** Opening SUPPLIED PASSAGE block **
Beyond the Rent is Multifamily Dive’s analysis of the trends driving supply, demand and operations in the apartment industry.
As an avid sports fan, it first registered that the machines could be coming for me in the 2010s.
That’s when some outlets began relying on computers to produce automated game recaps from a simple box score. If you don’t believe me, read this New York Times story from 2011.
But, as a real estate journalist, I felt relatively insulated. I had real sources and some market knowledge. No machine can write those long-winding, 2,500-word pieces to nowhere about the need for sprinklers in single-family homes or REIT consolidation and privatization (the gift that keeps on giving) as expertly as I do, I thought.
Then, a few years ago, ChatGPT launched, and things got a little more real. I played with various prompts and found that it could do research and spit out answers in mere seconds. It even helped me connect the dots on some news stories.
Earlier this year, the AI sirens grew louder, including the Citrini Research report saying advanced AI could push unemployment to 10%, as the firm took a peek at what the employment market and stock markets could look like in June 2028. I had no idea what Citrini Research was, but discovered in The Wall Street Journal that founder and primary author James van Geelen publishes macro and thematic stock research and gained a following after publishing investment opportunities related to AI and weight-loss drugs .
** Closing SUPPLIED PASSAGE block **
** Opening DATASET RECORDS block **
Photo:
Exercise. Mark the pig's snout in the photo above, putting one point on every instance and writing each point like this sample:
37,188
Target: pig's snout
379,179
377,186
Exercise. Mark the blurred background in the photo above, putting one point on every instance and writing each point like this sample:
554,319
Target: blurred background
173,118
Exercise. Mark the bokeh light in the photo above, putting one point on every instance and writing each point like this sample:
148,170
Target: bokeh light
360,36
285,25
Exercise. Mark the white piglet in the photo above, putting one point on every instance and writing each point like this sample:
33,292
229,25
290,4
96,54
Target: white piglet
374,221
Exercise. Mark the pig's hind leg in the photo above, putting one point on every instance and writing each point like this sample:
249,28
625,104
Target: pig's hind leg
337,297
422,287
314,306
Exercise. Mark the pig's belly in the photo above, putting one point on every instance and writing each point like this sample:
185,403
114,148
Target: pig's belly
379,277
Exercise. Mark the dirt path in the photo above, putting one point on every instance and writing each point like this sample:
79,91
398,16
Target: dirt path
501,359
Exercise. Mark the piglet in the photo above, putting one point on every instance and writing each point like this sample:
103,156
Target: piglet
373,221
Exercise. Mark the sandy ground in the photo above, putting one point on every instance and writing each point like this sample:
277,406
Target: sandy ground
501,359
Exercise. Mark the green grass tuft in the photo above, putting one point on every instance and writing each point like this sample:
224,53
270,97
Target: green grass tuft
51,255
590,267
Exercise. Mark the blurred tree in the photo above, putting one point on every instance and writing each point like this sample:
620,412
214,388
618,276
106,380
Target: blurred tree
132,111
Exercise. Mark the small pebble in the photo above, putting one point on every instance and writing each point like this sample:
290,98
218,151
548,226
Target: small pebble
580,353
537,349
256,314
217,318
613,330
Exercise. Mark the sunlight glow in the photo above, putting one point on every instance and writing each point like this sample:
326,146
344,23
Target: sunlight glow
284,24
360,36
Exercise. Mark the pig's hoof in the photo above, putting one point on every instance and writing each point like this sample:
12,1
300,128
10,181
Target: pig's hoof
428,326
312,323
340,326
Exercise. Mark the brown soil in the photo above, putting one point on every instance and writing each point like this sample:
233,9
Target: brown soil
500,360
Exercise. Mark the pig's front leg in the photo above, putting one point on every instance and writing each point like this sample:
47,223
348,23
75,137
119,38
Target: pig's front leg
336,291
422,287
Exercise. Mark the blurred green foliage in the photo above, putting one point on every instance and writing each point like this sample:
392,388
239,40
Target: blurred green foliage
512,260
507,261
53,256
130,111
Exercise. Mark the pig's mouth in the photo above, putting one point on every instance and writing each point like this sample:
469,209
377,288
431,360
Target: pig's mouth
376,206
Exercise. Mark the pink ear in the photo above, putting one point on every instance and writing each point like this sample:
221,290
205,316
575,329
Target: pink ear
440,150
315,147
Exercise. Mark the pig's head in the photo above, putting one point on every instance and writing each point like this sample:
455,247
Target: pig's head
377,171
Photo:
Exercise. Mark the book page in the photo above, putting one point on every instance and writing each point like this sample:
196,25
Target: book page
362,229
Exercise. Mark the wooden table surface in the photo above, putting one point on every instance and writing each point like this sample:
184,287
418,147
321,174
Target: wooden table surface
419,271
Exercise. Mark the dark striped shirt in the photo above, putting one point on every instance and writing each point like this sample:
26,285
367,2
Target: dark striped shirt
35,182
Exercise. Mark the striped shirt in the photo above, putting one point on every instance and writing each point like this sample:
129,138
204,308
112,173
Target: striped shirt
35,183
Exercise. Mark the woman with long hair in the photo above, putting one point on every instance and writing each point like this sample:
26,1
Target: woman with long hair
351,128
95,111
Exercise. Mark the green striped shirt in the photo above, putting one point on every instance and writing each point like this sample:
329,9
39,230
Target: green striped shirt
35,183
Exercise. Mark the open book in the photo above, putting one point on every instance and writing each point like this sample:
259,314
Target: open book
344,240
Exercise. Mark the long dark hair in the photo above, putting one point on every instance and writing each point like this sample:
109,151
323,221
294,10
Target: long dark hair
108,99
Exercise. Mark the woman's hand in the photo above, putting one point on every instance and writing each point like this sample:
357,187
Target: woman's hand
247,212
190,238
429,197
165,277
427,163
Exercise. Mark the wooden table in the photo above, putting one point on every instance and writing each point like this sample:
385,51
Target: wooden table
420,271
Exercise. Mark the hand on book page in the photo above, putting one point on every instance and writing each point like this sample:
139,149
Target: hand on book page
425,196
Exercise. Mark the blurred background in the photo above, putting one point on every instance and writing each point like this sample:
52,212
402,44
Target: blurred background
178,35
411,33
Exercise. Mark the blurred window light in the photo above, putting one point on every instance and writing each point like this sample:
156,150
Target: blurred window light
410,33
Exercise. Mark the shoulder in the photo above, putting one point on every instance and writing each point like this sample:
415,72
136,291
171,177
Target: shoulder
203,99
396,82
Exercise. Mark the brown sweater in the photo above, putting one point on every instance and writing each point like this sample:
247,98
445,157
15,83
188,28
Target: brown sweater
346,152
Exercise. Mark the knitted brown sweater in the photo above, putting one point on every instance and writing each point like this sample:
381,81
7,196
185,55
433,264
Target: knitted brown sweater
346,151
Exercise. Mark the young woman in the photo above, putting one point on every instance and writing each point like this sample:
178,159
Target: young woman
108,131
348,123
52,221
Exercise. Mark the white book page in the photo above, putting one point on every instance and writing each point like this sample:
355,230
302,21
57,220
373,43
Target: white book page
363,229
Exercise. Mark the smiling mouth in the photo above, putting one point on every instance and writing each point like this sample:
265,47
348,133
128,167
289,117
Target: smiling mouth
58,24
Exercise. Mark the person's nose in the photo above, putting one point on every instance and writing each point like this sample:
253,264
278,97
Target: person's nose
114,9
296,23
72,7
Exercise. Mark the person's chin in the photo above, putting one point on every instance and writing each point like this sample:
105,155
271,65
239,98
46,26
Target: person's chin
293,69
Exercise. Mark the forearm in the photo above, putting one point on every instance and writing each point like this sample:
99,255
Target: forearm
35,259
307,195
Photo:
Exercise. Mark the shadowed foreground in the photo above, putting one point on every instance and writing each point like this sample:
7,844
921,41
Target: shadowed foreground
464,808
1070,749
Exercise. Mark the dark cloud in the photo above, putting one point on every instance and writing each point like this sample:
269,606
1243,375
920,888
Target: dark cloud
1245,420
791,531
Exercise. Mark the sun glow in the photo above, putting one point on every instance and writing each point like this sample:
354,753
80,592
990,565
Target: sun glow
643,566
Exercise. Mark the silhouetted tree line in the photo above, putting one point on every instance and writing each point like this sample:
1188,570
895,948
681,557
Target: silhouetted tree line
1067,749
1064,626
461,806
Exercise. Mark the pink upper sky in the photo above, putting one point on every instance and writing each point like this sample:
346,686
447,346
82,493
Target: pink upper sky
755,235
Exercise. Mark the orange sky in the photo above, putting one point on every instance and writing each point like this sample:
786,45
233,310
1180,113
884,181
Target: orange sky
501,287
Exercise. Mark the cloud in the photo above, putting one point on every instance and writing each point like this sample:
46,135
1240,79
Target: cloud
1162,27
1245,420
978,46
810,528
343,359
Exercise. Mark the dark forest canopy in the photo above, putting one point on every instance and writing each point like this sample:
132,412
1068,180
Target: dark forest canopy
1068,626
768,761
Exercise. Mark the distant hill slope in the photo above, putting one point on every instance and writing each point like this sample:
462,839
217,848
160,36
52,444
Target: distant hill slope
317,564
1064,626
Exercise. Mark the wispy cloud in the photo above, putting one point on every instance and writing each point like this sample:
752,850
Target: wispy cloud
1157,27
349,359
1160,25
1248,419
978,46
** Closing DATASET RECORDS block **
### WHAT IS EXPECTED
Continue the column on AI and real estate journalism from where it stops.

### OUTPUT FOR THIS TASK
When markets stumbled for a brief period of time after the Citrini report, I took note. And I began to wonder if the apartment industry that I covered was watching.
My inbox was filled with announcements about this AI-enabled operations system or that AI-powered fraud-screening system, so I knew the industry was using it, presumably, to become more efficient in operations, dealmaking and gatekeeping.
But were they really paying attention to that other side of machine learning? You know, the part where other businesses are also using it as a cost-cutting tool, which threatens the jobs that multifamily owners rely on to produce monthly rent payments?
The AI threat
So I began asking the question: How is the threat of AI-driven job loss influencing acquisition and development decisions? I started with an executive at a prominent developer.
“It's really not something that I have thought too much about, and that may be a bad thing,” he said. “But, yeah, we're still, like always, just focused on increasing market share and continuing to try to source really good projects that make a ton of sense.”
I continued to ask that question and continued receiving the same response. I posed the question to Haendel St. Juste, a longtime apartment REIT sounding board for me. He, like others who make their living studying the markets, was keenly aware of fears of an AI jobs apocalypse.
“Demand can change pretty quickly and overnight, if you’ve got companies cutting 40% of their workforce,” St. Juste said.
I followed up with: Why aren’t the apartment owners, developers and managers paying attention?
“They can't worry so much about this scenario or that scenario,” St. Juste said. “They have to keep their portfolio full and collect rent and optimize their NOI. But, yeah, the world is changing.”
His answer made sense, but puzzled by the potential disconnect between market fears and the industry’s on-the-ground realities, I started to let the story go. Then I saw this post shared on LinkedIn by none other than Patrick Carroll, who cited job cuts at Meta and Block blamed on AI, though there is some disagreement about the real cause. Finally, I saw someone asking the question.
“This is not a tech story,” Carroll said on LinkedIn. “This is a housing story. And nobody in multifamily is connecting the dots.”
A jobs apocalypse?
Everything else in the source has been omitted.